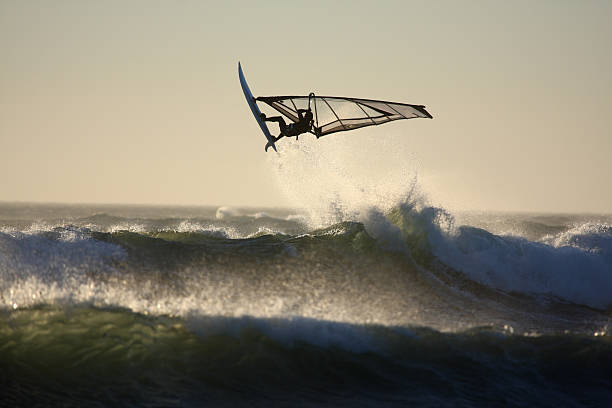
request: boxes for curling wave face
[0,199,612,406]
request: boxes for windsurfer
[261,107,313,140]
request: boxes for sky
[0,0,612,213]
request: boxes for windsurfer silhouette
[261,93,314,141]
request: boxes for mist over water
[0,139,612,406]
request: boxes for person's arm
[298,109,308,120]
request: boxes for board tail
[265,142,278,153]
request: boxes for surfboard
[238,62,278,152]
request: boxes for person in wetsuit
[261,107,313,141]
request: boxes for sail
[256,96,432,137]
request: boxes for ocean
[0,198,612,407]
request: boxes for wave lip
[392,206,612,309]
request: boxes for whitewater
[0,141,612,407]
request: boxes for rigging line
[385,102,408,119]
[321,98,348,130]
[353,101,377,125]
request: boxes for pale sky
[0,0,612,213]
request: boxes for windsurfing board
[238,62,278,152]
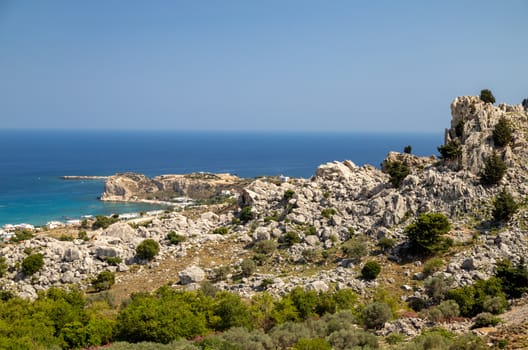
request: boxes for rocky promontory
[101,173,245,201]
[0,96,528,348]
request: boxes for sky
[0,0,528,132]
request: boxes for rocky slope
[101,173,244,201]
[0,96,528,346]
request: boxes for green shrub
[493,189,519,221]
[361,261,381,280]
[282,231,301,246]
[495,260,528,298]
[437,141,462,160]
[282,190,295,202]
[136,238,160,260]
[240,259,257,277]
[22,253,44,276]
[92,215,119,230]
[424,275,451,302]
[455,120,466,137]
[104,256,123,266]
[213,265,231,281]
[321,208,337,219]
[385,161,411,188]
[480,152,508,185]
[471,312,502,328]
[363,302,392,329]
[493,117,513,147]
[292,338,332,350]
[0,256,8,277]
[253,239,277,255]
[92,271,115,292]
[11,229,34,242]
[405,213,451,253]
[328,328,379,350]
[341,238,368,261]
[239,206,254,223]
[166,231,187,245]
[213,226,229,235]
[480,89,495,104]
[77,230,90,241]
[378,237,396,252]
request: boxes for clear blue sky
[0,0,528,131]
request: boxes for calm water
[0,130,443,225]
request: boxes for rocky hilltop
[101,173,244,201]
[0,96,528,348]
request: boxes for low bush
[493,117,513,147]
[493,189,519,221]
[22,253,44,276]
[385,161,411,188]
[471,312,502,328]
[239,206,255,223]
[92,215,119,230]
[480,89,495,104]
[136,238,160,260]
[437,141,462,160]
[362,302,392,329]
[361,261,381,280]
[166,231,187,245]
[240,259,257,277]
[92,271,115,292]
[480,152,508,185]
[282,231,301,246]
[341,238,368,261]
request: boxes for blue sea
[0,130,443,226]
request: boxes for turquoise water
[0,130,443,225]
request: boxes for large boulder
[178,266,205,285]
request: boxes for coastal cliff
[0,96,528,348]
[101,173,245,201]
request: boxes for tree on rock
[385,161,411,188]
[493,189,519,221]
[493,117,513,147]
[480,89,495,104]
[405,213,451,253]
[480,152,508,185]
[136,238,160,260]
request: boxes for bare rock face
[101,173,243,201]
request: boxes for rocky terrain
[0,96,528,348]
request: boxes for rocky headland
[0,96,528,348]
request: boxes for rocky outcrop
[101,173,244,201]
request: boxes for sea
[0,130,443,227]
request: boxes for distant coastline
[60,175,108,180]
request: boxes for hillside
[0,96,528,349]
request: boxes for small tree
[361,261,381,280]
[240,259,257,277]
[493,189,519,221]
[0,256,7,277]
[239,205,254,223]
[22,253,44,276]
[480,89,495,104]
[480,152,508,185]
[438,141,462,160]
[385,161,411,188]
[92,271,115,292]
[405,213,451,253]
[493,117,513,147]
[136,238,160,260]
[363,302,392,329]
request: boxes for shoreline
[60,175,109,180]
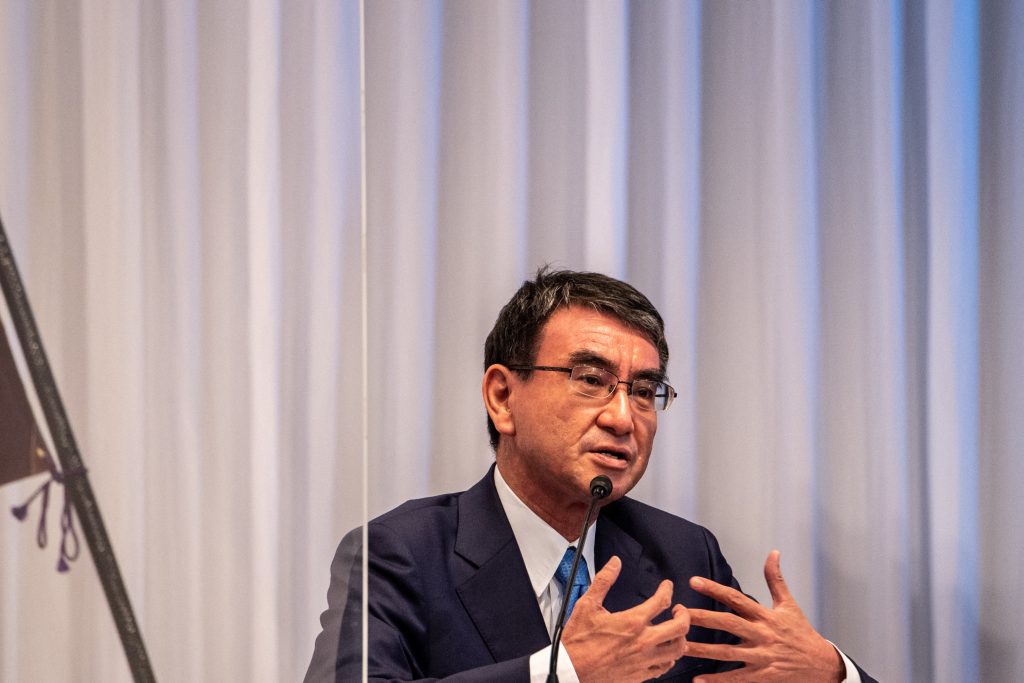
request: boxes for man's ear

— Problem requirements —
Arrange every line of the listing above as a JSON list of strings, one string per line, and skip any blank lines. Leave out the picture lines.

— Exercise answer —
[
  "request: boxes for curling wave face",
  "[0,199,612,406]",
  "request: boxes for windsurfer",
  "[261,107,313,140]",
  "request: boxes for sky",
  "[0,0,612,213]",
  "request: boxes for windsurfer silhouette",
  "[261,93,314,141]",
  "request: boxes for mist over water",
  "[0,139,612,406]",
  "request: boxes for person's arm",
  "[298,109,308,120]",
  "request: boxes for board tail",
  "[265,142,278,153]",
  "request: boxes for surfboard",
  "[238,62,278,152]",
  "request: boxes for person in wetsuit",
  "[261,107,313,141]",
  "request: boxes for sail",
  "[256,96,432,137]",
  "request: boxes for ocean",
  "[0,198,612,407]",
  "request: boxes for wave lip",
  "[392,206,612,309]",
  "request: boxes for whitewater",
  "[0,141,612,407]",
  "request: boxes for rigging line",
  "[385,102,408,119]",
  "[321,98,348,130]",
  "[353,101,377,125]",
  "request: boxes for pale sky",
  "[0,0,612,213]",
  "request: boxes for windsurfing board",
  "[238,62,278,152]",
  "request: boxes for rocky promontory",
  "[101,173,245,201]",
  "[0,96,528,348]",
  "request: boxes for sky",
  "[0,0,528,132]",
  "request: boxes for rocky slope",
  "[101,173,244,201]",
  "[0,96,528,346]",
  "request: boxes for green shrub",
  "[493,189,519,221]",
  "[361,261,381,280]",
  "[282,231,301,246]",
  "[495,260,528,298]",
  "[437,141,462,160]",
  "[282,190,295,202]",
  "[136,238,160,260]",
  "[240,259,257,277]",
  "[22,253,44,276]",
  "[92,215,119,230]",
  "[424,275,451,302]",
  "[455,120,466,137]",
  "[104,256,123,266]",
  "[213,265,231,281]",
  "[321,208,337,219]",
  "[385,161,411,188]",
  "[480,152,508,185]",
  "[471,312,502,328]",
  "[363,302,392,329]",
  "[493,117,513,147]",
  "[292,338,332,350]",
  "[0,256,8,277]",
  "[253,239,277,255]",
  "[92,271,115,292]",
  "[11,229,34,242]",
  "[405,213,451,253]",
  "[328,328,379,350]",
  "[341,238,368,261]",
  "[239,206,254,223]",
  "[166,231,187,245]",
  "[213,226,229,235]",
  "[480,89,495,104]",
  "[77,230,90,241]",
  "[378,237,396,252]",
  "request: boxes for clear blue sky",
  "[0,0,528,131]",
  "request: boxes for calm water",
  "[0,130,443,225]",
  "request: boxes for rocky hilltop",
  "[101,173,244,201]",
  "[0,96,528,348]",
  "request: boxes for low bush",
  "[493,117,513,147]",
  "[493,189,519,221]",
  "[22,253,44,276]",
  "[385,161,411,188]",
  "[471,312,502,328]",
  "[239,206,255,223]",
  "[92,215,119,230]",
  "[480,89,495,104]",
  "[136,238,160,260]",
  "[437,141,462,160]",
  "[362,302,392,329]",
  "[361,261,381,280]",
  "[166,231,187,245]",
  "[240,259,257,277]",
  "[92,271,115,292]",
  "[480,152,508,185]",
  "[282,231,301,246]",
  "[341,238,368,261]",
  "request: boxes for blue sea",
  "[0,130,443,226]",
  "request: boxes for turquoise water",
  "[0,130,443,225]",
  "request: boxes for large boulder",
  "[178,266,205,285]",
  "request: boxes for coastal cliff",
  "[0,96,528,348]",
  "[101,173,245,201]",
  "request: boxes for tree on rock",
  "[385,161,411,188]",
  "[493,189,519,221]",
  "[493,117,513,147]",
  "[480,89,495,104]",
  "[405,213,451,253]",
  "[480,152,508,185]",
  "[136,238,160,260]",
  "request: boxes for bare rock face",
  "[101,173,243,201]",
  "request: boxes for rocky terrain",
  "[0,96,528,348]",
  "request: boxes for rocky headland",
  "[0,96,528,348]",
  "request: boxes for rocky outcrop",
  "[101,173,244,201]",
  "request: boxes for sea",
  "[0,130,443,227]",
  "request: boxes for distant coastline",
  "[60,175,108,180]",
  "request: boxes for hillside",
  "[0,96,528,349]",
  "request: boxes for small tree",
  "[361,261,381,280]",
  "[240,259,257,277]",
  "[493,189,519,221]",
  "[0,256,7,277]",
  "[239,205,254,223]",
  "[22,253,44,276]",
  "[480,89,495,104]",
  "[480,152,508,185]",
  "[438,141,462,160]",
  "[385,161,411,188]",
  "[92,271,115,292]",
  "[405,213,451,253]",
  "[493,117,513,147]",
  "[136,238,160,260]",
  "[363,302,392,329]",
  "request: boxes for shoreline",
  "[60,175,109,180]",
  "request: boxes for man's ear"
]